## WRITTEN REQUEST
Substitute "activity" for "exercise" in the listing from the line with "of the blue" up to and including the line with "the wet asphalt", and give only those lines, otherwise unchanged.

Stored items:

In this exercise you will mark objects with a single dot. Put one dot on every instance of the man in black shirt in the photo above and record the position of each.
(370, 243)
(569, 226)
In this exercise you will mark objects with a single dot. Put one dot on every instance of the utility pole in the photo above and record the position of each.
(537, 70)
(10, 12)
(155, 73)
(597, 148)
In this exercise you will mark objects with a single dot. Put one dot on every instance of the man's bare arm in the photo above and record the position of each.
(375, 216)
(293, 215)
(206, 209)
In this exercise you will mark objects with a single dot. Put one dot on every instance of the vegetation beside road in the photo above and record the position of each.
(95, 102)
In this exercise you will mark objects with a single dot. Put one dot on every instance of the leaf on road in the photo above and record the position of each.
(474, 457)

...

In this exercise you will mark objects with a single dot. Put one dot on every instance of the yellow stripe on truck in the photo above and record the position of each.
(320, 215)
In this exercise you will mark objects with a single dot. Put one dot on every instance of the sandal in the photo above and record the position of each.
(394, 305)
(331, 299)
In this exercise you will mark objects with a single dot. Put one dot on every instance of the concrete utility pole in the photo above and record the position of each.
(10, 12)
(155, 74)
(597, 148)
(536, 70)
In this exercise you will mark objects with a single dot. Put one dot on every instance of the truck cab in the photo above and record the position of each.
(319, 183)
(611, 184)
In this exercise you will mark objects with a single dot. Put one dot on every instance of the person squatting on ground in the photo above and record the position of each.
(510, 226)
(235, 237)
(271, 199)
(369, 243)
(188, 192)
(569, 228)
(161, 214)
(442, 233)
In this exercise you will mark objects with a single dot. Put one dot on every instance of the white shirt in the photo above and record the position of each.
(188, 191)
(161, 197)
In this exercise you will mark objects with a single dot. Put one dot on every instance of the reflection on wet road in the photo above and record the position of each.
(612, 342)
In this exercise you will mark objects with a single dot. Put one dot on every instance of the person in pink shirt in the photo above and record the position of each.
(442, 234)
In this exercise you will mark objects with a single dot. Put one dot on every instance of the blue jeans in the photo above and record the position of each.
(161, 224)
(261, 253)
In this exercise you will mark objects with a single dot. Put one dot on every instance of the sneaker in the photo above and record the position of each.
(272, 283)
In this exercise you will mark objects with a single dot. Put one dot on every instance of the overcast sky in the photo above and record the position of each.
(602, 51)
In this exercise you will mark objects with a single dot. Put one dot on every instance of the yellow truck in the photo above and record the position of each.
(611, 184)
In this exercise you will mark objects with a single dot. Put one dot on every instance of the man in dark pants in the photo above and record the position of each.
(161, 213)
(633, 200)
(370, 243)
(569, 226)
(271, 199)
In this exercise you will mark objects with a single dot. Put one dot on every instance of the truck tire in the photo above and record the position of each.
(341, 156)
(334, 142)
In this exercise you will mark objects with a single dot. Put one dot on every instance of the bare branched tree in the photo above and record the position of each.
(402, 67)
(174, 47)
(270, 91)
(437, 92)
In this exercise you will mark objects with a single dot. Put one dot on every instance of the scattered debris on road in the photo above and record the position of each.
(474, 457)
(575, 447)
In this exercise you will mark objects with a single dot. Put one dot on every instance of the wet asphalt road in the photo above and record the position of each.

## RESULT
In this activity you will mark objects with a single dot. Put one dot on every instance of the blue jeans in the photo above and record the position of each.
(161, 224)
(261, 253)
In this activity you will mark objects with a single dot. Put one dot on every instance of the sneaker in the photo above and record the position of each.
(272, 283)
In this activity you will mark objects with a single dot. Put one dot on every instance of the overcast sky in the photo above and record the position of each.
(602, 51)
In this activity you will mark objects with a single dot. Put one dot on every instance of the yellow truck in the photo above and record the position of each.
(611, 184)
In this activity you will mark objects with a single dot. Put one dot on every instance of the man in dark pants in the photo above and record the position of each.
(161, 213)
(633, 200)
(370, 243)
(569, 226)
(271, 199)
In this activity you will mark objects with a single dot. Put one dot on every instance of the truck tire in the photo above and record the position of each.
(341, 156)
(334, 142)
In this activity you will mark objects with a single dot. Put one dot on every instance of the bare branched tree in the photo above and record the position of each.
(402, 67)
(174, 47)
(270, 91)
(437, 92)
In this activity you will mark objects with a single dot. Put one dot on every instance of the scattered debris on road in the photo above and record the position of each.
(474, 457)
(575, 447)
In this activity you will mark objects with a single dot. Put one dot on every instance of the wet asphalt road in the photo above and record the position of each.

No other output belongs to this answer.